■ Data ■
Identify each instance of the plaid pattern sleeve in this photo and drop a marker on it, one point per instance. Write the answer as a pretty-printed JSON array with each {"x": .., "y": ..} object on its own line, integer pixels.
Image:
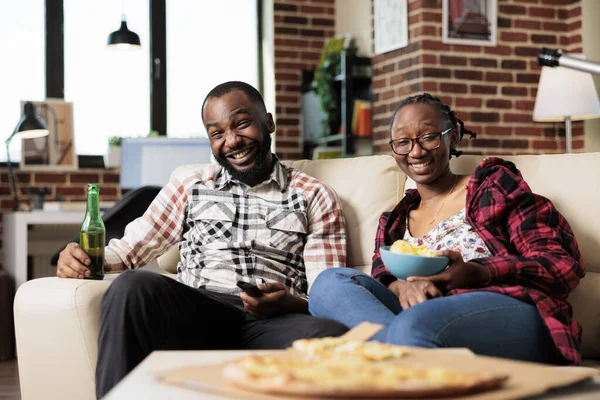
[
  {"x": 535, "y": 255},
  {"x": 547, "y": 257},
  {"x": 158, "y": 228},
  {"x": 326, "y": 236}
]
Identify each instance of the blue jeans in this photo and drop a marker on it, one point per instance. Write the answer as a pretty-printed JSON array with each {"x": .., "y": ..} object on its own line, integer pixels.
[{"x": 487, "y": 323}]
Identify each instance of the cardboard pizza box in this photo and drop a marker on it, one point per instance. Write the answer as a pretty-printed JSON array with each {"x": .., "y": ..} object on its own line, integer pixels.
[{"x": 525, "y": 379}]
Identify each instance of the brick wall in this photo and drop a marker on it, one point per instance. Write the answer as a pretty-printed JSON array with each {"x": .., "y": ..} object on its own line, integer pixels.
[
  {"x": 491, "y": 88},
  {"x": 301, "y": 27},
  {"x": 70, "y": 186}
]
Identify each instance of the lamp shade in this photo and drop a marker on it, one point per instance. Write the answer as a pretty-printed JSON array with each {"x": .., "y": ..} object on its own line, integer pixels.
[
  {"x": 564, "y": 92},
  {"x": 123, "y": 38},
  {"x": 31, "y": 125}
]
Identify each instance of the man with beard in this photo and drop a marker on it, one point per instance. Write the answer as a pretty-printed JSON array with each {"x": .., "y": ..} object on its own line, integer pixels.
[{"x": 249, "y": 219}]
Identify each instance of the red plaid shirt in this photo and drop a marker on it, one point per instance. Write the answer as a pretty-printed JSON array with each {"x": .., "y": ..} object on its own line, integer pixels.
[{"x": 535, "y": 257}]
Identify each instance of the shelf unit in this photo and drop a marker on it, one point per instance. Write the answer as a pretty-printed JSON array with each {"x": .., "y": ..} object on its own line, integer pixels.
[{"x": 354, "y": 83}]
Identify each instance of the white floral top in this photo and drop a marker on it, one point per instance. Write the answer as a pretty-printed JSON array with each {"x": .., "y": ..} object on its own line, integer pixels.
[{"x": 453, "y": 233}]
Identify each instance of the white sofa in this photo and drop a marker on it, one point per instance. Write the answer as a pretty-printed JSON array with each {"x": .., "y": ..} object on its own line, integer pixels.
[{"x": 57, "y": 320}]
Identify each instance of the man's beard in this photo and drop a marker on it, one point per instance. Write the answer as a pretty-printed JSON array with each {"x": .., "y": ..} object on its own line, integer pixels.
[{"x": 257, "y": 170}]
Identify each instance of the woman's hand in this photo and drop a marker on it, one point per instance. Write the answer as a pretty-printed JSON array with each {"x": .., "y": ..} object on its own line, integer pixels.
[
  {"x": 458, "y": 275},
  {"x": 413, "y": 293}
]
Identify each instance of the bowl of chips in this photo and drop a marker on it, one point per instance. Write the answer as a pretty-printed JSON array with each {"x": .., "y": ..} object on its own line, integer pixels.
[{"x": 403, "y": 259}]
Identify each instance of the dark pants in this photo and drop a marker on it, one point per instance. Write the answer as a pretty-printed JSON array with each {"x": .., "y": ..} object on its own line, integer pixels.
[{"x": 143, "y": 311}]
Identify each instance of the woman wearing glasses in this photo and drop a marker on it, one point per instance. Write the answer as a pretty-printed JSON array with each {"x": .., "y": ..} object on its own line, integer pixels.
[{"x": 513, "y": 257}]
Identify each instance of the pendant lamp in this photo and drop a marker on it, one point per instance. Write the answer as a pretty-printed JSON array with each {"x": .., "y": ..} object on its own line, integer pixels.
[{"x": 123, "y": 39}]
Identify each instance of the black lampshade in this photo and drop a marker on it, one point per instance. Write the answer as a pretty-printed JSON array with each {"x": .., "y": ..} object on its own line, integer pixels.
[
  {"x": 123, "y": 37},
  {"x": 31, "y": 125}
]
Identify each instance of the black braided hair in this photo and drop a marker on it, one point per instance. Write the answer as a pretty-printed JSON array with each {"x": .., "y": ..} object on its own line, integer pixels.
[{"x": 446, "y": 114}]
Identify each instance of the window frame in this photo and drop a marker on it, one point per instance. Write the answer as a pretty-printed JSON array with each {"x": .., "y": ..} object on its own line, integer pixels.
[{"x": 55, "y": 57}]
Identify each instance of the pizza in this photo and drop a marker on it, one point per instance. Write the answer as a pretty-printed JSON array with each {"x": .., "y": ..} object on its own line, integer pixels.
[
  {"x": 356, "y": 378},
  {"x": 340, "y": 347}
]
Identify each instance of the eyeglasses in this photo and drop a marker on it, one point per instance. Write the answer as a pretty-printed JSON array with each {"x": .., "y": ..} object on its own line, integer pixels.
[{"x": 428, "y": 141}]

■ Exercise details ■
The records above need to be copied exactly, though not their pictures.

■ Task result ■
Identify each instance of the plaid pattern sleeve in this photo and drop a marker on it, one point per instance. Write the answer as a pretty-printed JSON array with each {"x": .., "y": ..} object on its own line, integer pixels.
Image:
[
  {"x": 535, "y": 255},
  {"x": 547, "y": 257},
  {"x": 158, "y": 228},
  {"x": 326, "y": 236}
]
Identify each instance of the blue jeans in this photo and drop a marker on it, one point per instance. Write the answer as a pretty-printed JSON array with each {"x": .., "y": ..} object on its own line, integer pixels.
[{"x": 487, "y": 323}]
Identify each instance of the cardboard pizza box in this photo and drop a marker on it, one point per instance. Write the answer as a pretty-printed JSON array with each {"x": .., "y": ..} object on its own line, integer pixels.
[{"x": 525, "y": 379}]
Identify each instance of the brick wall in this photo and drop a marker on it, one point per instance. Write the answer as a pretty-printed JSON array with each {"x": .., "y": ..} object on its own line, integer pixels.
[
  {"x": 491, "y": 88},
  {"x": 301, "y": 27},
  {"x": 70, "y": 186}
]
Identify each instance of the lamp shade in this photo and drop a marker on it, one point per instance. Write the answer as a pretty-printed JSON array with each {"x": .., "y": ..} object on its own line, integer pixels.
[
  {"x": 564, "y": 92},
  {"x": 123, "y": 38},
  {"x": 31, "y": 125}
]
Identify each instance of the man with beard in this photo and drop a marker on it, one point per instance. Write the answer as a pretty-printed JSON array with each {"x": .., "y": ..} object on its own line, integer pixels.
[{"x": 249, "y": 219}]
Identify each instance of the red plaid shirt in this photo and drop a marker on it, one point per instance. Write the answer as a pretty-printed JSON array with each {"x": .., "y": ..} object on its own line, integer pixels.
[{"x": 535, "y": 257}]
Identify each instance of the shelf unit in this photo and drop a marker on it, one point per instance. Write the answer as a pretty-printed JSON array with each {"x": .., "y": ..} object on its own line, integer pixels.
[{"x": 354, "y": 83}]
Identify each instance of the white floral top in this photo and drop a marker on it, one point per instance. Write the answer as a pretty-printed JSON array with each {"x": .., "y": ..} object on its own line, integer pixels.
[{"x": 453, "y": 233}]
Identify each instance of the white sofa in this photo and drop a marker on it, one point per instance. Write the answer as a pretty-printed JSON array with each {"x": .., "y": ..} object on its own line, integer pixels.
[{"x": 57, "y": 320}]
Identify each instance of the man's beard in this photo and drop a marker on it, one point per instance. Write the answer as a pretty-printed JSON array with each {"x": .., "y": ..} object on its own line, integer pixels.
[{"x": 257, "y": 170}]
Identify each instance of the woman's hand in this photo and drop a marker on it, one point per instance. Write the answer as a pretty-printed JSON array with each {"x": .., "y": ..} object on its own line, integer pixels.
[
  {"x": 458, "y": 275},
  {"x": 413, "y": 293}
]
Identify each instance of the bowl of chips in this photo and drop a marker on it, one point per instance. Write the answer as a pretty-printed JSON array with each {"x": .., "y": ..} object on its own line, integer pixels.
[{"x": 403, "y": 259}]
Identify each instance of the dark pants in this photo and drop a marker on it, one point per instance. Write the answer as a pretty-printed JSON array with each {"x": .., "y": ..} object on its own line, integer pixels.
[{"x": 143, "y": 311}]
Identify each instance of the woman wearing glasses in this photo and drop a marker on it, one point per instance. Write the answer as a pretty-printed JSON array with each {"x": .., "y": ..} object on its own line, integer pixels.
[{"x": 513, "y": 257}]
Identify each instance of the pendant lamp in this photo and drop a marker on it, one point per instance. Write the answer as a pretty-printed JSON array with each {"x": .., "y": ..} object on its own line, integer pixels.
[{"x": 123, "y": 39}]
Identify each instance of the black lampshade in this photo and drop a marker on it, one point per instance. Write the answer as a pretty-printed JSON array with each {"x": .., "y": ..} object on its own line, integer pixels.
[
  {"x": 123, "y": 37},
  {"x": 31, "y": 125}
]
Identify each instance of the black braided hair in this photo and drop a marker on it, one point per instance. Write the answer as a pretty-printed JSON array with each {"x": .., "y": ..} object on its own line, integer pixels.
[{"x": 446, "y": 114}]
Identify each instance of the window frame in this photo and drop a marker on it, one point per instance. Write the answer as a pretty-printed JSON array with each {"x": .., "y": ..} object on its own line, integer pixels.
[{"x": 55, "y": 57}]
Identify each instance of the pizza in this photo and drop a marker on it, one point per instance. Write the answer as a pretty-printed JSON array with each {"x": .., "y": ..} object on its own line, integer pixels.
[
  {"x": 356, "y": 378},
  {"x": 340, "y": 347}
]
Identify each instance of the eyeglasses in this photo and drop a marker on it, one point per instance. Write the answer as a pretty-printed JSON array with each {"x": .., "y": ..} object on its own line, integer pixels.
[{"x": 428, "y": 141}]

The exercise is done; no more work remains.